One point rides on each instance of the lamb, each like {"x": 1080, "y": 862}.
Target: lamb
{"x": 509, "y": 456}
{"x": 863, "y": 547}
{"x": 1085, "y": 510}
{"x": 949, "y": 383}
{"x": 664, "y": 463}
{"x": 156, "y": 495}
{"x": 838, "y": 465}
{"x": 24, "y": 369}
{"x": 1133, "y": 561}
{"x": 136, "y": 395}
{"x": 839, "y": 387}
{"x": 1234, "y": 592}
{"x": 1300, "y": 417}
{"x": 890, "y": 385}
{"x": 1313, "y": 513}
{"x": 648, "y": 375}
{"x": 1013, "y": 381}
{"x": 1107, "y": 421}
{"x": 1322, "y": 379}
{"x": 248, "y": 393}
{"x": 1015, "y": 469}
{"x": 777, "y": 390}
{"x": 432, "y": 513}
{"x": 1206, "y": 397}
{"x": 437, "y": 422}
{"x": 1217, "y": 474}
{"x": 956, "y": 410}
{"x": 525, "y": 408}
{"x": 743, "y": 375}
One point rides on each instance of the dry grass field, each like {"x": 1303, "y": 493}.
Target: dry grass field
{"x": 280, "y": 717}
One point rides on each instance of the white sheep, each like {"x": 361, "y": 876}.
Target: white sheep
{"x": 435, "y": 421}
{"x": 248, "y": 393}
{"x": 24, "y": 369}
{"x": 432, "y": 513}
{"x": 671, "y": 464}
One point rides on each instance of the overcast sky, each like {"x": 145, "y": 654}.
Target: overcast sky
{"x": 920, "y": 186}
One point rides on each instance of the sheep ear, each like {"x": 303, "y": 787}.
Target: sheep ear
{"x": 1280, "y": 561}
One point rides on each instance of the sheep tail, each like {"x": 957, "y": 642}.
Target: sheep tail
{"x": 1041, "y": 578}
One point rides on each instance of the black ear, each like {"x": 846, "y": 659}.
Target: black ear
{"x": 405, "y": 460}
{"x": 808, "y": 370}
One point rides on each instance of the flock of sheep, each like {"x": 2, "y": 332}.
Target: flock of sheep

--- --- ---

— ASSIGNED TASK —
In the answer, restate word for word each line from the one with "Target: white sheep" through the end of the material above.

— SOLUTION TO THE EXERCISE —
Target: white sheep
{"x": 435, "y": 421}
{"x": 248, "y": 393}
{"x": 24, "y": 369}
{"x": 432, "y": 513}
{"x": 671, "y": 464}
One point rides on each instance of the overcast sky, each like {"x": 145, "y": 654}.
Target: overcast sky
{"x": 920, "y": 186}
One point rides on each instance of the sheep ear, each like {"x": 303, "y": 787}.
Target: sheep ear
{"x": 1280, "y": 561}
One point rides on each instance of the sheep tail, each like {"x": 957, "y": 642}.
Target: sheep tail
{"x": 1041, "y": 578}
One point rides on each instance of the black ear, each like {"x": 846, "y": 659}.
Target: black ear
{"x": 405, "y": 460}
{"x": 808, "y": 370}
One point rides on each instance of the flock of sheep, each like {"x": 2, "y": 332}.
Target: flock of sheep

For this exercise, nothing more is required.